CONSIGNE. Indiquez quel événement survenu en 1986 a marqué, selon le texte sur le secteur informel en Haïti, le début de l'ampleur considérable prise par ce secteur.

TEXTE EXTRAIT.
^^^^^^^^^^^^^^^^

Le secteur informel a toujours existé en Haïti, comme dans tous les pays en développement, mais depuis l’ouverture commerciale du pays en 1986, il a pris une ampleur considérable et il représenterait aujourd’hui plus de 80 % des emplois de l’aire métropolitaine, par exemple. Face au déclin des activités agricoles et à la réduction des industries d’assemblage dans les années 1980, la tertiarisation de l’économie s’est réalisée principalement dans l’informel en milieu urbain. Les villes débordent aujourd’hui d’activités informelles (travail indépendant, artisanat de «  proximité », commerce ambulant, restauration de rue, etc.) qu’il est impossible de dénombrer, en raison de leur caractère volatile. Ces activités sont réalisées par des personnes qui s’efforcent de sortir de la misère et du chômage par tous les moyens et elles témoignent, dans une certaine mesure, d’une forme de créativité et de débrouillardise indéniable. On a affaire à une économie de « grapillage », comme forme d’emploi, ainsi que le montre bien le film documentaire d’Arnold Antonin, Économie de survie (2004) : démultiplication des emplois précaires et chaîne continue qui se noue entre tous les maillons, ce qui permet à nombre de personnes de gagner, chaque jour, quelques gourdes pour survivre. Les trottoirs de Port-au-Prince, en particulier, se transforment en siège d’activités variées : petits commerces, mais aussi services divers, ateliers de réparation, voire même artisanat de production (travail du bois, des métaux, etc.). La prolifération de ces activités de rue devient problématique pour la circulation urbaine comme pour l’environnement, mais les interventions musclées ponctuelles des autorités municipales n’y changent rien.

L’activité des  Madan Sara  internationales (commerçantes qui voyagent à l’étranger à la recherche de marchandises qu’elles rapportent en Haïti pour approvisionner les marchés urbains) s’inscrit généralement aussi dans le cadre du secteur informel, dans la mesure où ces commerçantes échappent totalement au contrôle de l’État, puisqu’elles passent par des circuits non formels pour le financement, l’approvisionnement et la commercialisation des marchandises. Là non plus, le secteur formel n’est pas recherché, non seulement parce que l’obtention d’une licence représente un coût financier, mais aussi parce que l’établissement officiel d’un commerce suppose un ensemble complexe de démarches administratives auxquelles les  Madan Sara  ne sont pas toujours familiarisées. Par ailleurs, lorsque le commerce constitue une activité annexe, il y a une volonté évidente de rester dans l’informel. De ce fait, en raison de cette situation ambigüe et du niveau élevé de corruption, les commerçantes risquent leur investissement à chaque transaction, puisqu’elles n’ont aucun recours juridique en cas de problème. Mais la plupart d’entre elles estiment que la légalisation de leur activité ne les mettrait pas à l’abri de la corruption devenue plus ou moins institutionnalisée et elles se considèrent déjà lourdement taxées (coût du passeport, des visas, des multiples pots de vins aux services de l’immigration ou des douanes).

^^^^^^^^^^^^^^^^

DONNÉES FOURNIES.

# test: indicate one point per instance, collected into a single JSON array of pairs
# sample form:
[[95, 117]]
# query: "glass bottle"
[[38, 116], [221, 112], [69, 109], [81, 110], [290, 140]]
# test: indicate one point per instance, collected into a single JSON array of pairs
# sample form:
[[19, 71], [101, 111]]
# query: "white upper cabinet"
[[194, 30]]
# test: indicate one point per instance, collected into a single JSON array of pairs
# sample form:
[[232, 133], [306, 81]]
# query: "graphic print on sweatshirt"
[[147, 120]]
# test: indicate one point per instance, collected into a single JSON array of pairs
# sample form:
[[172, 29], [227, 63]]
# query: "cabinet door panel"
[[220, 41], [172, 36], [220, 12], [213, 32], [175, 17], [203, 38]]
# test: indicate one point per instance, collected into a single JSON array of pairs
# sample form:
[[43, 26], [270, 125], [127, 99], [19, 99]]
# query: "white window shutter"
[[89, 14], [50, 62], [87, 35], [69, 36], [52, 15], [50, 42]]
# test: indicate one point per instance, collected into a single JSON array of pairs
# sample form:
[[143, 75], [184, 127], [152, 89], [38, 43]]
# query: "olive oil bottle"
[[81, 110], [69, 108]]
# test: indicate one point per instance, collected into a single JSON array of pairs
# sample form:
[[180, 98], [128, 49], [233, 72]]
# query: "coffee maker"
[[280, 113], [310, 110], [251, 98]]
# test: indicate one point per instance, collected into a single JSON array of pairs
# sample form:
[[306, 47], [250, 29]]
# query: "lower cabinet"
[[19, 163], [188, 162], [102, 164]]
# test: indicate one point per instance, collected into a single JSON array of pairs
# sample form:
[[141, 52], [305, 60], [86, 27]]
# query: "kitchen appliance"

^^^^^^^^^^^^^^^^

RÉPONSE RÉDIGÉE. L'ouverture commerciale du pays.